-- PROBLEM REQUIREMENTS --
Retype the rows below word for word, starting with the line containing "Annotation guideline: every instance of the white" and ending with the line containing "Target: white breast", with both of those lines included.

-- MATERIAL FOR THIS TASK --
------------------------------------------------------------------------
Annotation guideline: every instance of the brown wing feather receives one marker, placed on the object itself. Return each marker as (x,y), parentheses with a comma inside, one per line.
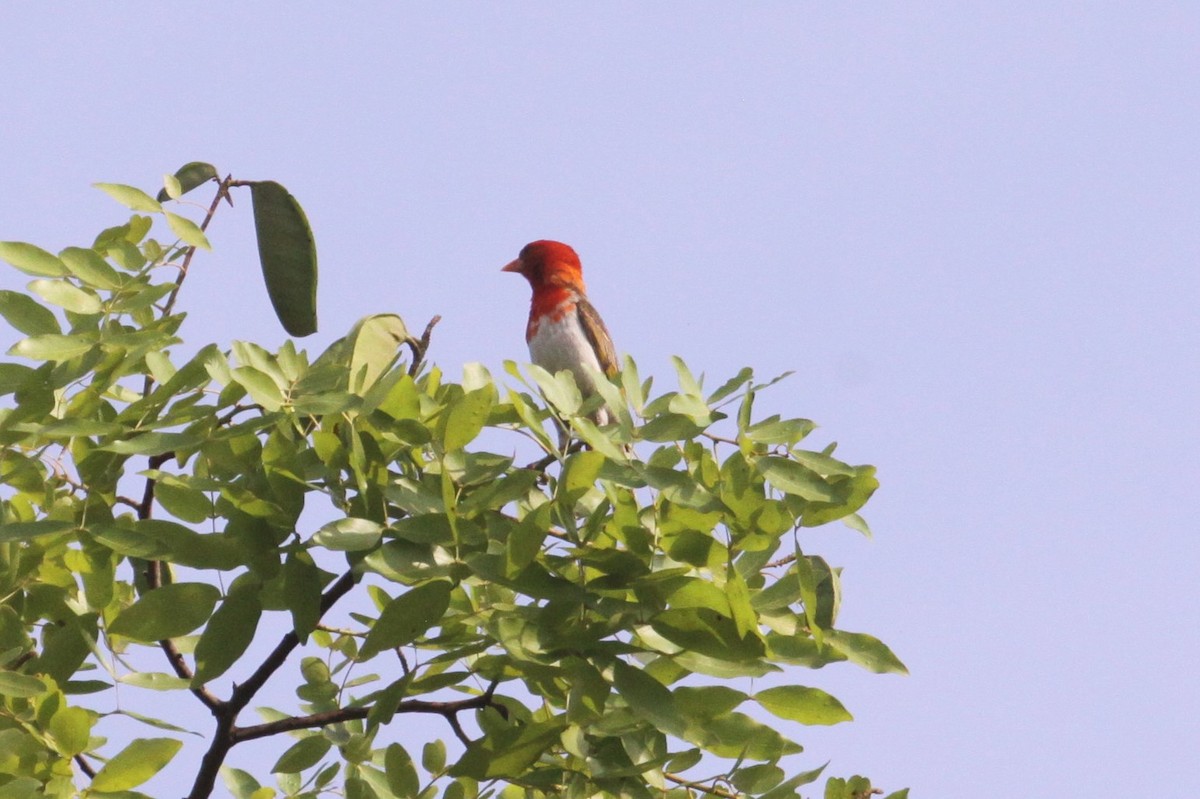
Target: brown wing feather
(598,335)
------------------------------------------------------------------------
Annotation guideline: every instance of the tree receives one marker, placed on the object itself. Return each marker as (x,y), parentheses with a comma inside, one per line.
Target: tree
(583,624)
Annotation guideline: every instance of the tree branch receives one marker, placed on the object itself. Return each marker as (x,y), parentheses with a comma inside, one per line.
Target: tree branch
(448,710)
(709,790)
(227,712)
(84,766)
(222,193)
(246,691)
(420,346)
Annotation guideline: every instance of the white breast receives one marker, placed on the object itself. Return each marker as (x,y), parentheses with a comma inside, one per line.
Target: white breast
------------------------------------------------------------------------
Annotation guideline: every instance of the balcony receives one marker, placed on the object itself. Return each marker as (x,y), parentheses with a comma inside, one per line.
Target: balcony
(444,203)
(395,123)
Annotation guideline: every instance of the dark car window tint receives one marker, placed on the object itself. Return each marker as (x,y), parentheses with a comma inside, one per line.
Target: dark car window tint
------------------------------------------------------------------------
-- EXERCISE RESPONSE --
Annotation guideline: every instance of the white breast receives one marker, placed on the object itself. Return each marker as (x,y), parentheses with a comma inside, one per line.
Target: white breast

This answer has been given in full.